Exercise description:
Rescale the part that opens at the start of the rows and closes with the line containing "point(416, 198)". Write out every line again with the requests included, and multiply each x and y coordinate in the answer points by 1.9, rounding to whole numbers with halves rounded up.

[A run of rows]
+===+

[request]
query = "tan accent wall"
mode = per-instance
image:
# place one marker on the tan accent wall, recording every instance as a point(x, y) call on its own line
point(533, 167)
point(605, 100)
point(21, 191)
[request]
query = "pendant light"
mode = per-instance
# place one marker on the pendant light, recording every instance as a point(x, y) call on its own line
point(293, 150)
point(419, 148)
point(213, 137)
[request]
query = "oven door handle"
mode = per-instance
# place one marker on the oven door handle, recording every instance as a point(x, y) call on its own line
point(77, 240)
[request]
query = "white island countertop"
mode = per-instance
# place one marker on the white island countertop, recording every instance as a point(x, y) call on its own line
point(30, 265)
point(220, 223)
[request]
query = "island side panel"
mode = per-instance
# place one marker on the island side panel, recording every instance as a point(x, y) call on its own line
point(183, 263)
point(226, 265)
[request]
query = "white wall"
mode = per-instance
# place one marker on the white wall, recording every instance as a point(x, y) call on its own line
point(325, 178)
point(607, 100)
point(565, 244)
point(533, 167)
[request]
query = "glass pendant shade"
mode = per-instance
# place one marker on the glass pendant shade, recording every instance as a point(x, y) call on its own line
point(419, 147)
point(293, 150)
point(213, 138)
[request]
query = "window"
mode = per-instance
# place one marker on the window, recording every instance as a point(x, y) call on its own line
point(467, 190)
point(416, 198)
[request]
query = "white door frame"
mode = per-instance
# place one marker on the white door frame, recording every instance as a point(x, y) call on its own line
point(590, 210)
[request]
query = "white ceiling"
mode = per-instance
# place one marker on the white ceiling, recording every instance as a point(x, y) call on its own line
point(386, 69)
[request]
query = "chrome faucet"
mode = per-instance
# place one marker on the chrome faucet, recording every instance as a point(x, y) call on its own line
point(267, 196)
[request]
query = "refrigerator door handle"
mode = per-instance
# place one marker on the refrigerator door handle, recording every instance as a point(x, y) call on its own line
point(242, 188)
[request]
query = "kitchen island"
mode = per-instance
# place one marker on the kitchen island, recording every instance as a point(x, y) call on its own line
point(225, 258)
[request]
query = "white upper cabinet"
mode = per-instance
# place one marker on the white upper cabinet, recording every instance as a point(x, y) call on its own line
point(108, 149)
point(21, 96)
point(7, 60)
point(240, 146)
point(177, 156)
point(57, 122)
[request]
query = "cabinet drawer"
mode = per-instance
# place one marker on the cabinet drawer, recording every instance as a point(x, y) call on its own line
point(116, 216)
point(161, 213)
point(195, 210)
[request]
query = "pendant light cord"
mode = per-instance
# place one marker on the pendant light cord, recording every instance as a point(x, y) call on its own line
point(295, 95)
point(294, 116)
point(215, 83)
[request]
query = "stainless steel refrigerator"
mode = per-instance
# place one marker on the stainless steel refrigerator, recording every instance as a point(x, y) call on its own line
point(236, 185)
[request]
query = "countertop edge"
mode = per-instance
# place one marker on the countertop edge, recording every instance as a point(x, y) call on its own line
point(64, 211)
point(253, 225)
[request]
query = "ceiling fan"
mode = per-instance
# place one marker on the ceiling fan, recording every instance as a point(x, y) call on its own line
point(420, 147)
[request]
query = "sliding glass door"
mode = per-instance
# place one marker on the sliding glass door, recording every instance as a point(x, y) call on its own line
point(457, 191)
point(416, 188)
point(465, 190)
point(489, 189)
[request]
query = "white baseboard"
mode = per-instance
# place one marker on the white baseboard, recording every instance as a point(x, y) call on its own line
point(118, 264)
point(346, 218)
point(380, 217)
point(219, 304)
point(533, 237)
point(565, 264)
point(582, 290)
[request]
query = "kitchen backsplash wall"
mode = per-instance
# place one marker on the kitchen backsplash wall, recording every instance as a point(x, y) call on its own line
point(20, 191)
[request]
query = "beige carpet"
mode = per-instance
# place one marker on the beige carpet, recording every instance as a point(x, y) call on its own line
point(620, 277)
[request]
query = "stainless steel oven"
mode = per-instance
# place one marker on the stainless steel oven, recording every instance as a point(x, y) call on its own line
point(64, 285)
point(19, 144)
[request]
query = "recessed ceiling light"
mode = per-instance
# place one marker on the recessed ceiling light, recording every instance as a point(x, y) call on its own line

+===+

Result of the task:
[request]
query = "tan accent wall"
mode = per-instance
image:
# place one marker on the tan accent wall, recording every instance as a point(x, y) call on its own line
point(1013, 317)
point(1150, 190)
point(40, 363)
[request]
query = "pendant light"
mode = per-instance
# place one marker on the pendant light, recording every instance as a point(x, y) call on its own line
point(557, 285)
point(796, 281)
point(405, 260)
[request]
query = "oven door handle"
mode = per-instance
# place one marker on the oven door handle, recording every instance as a point(x, y) call on its own line
point(146, 456)
[request]
query = "white island countertop"
mode = per-instance
# place one marker on the white island countertop, recording every instance as a point(x, y) call on its own line
point(57, 504)
point(418, 424)
[request]
query = "island side panel"
mode = per-instance
# place one marker on the island side panel, recording every instance as a point(x, y) call on its own line
point(348, 500)
point(429, 504)
[request]
query = "white wall"
mode = per-instance
# place one marker on the white wall, recording every instance as a point(x, y) call on its own line
point(618, 338)
point(1153, 190)
point(1074, 464)
point(1013, 317)
[request]
query = "glass pendant shade"
mode = per-instance
# place one marker on the glass pendant shade, recording every instance as a point(x, y) call on its own line
point(796, 279)
point(557, 285)
point(405, 262)
[request]
query = "window"
mode = per-instance
# place one marker on the window, recording every instance as a point(x, y) call on its own line
point(887, 361)
point(790, 376)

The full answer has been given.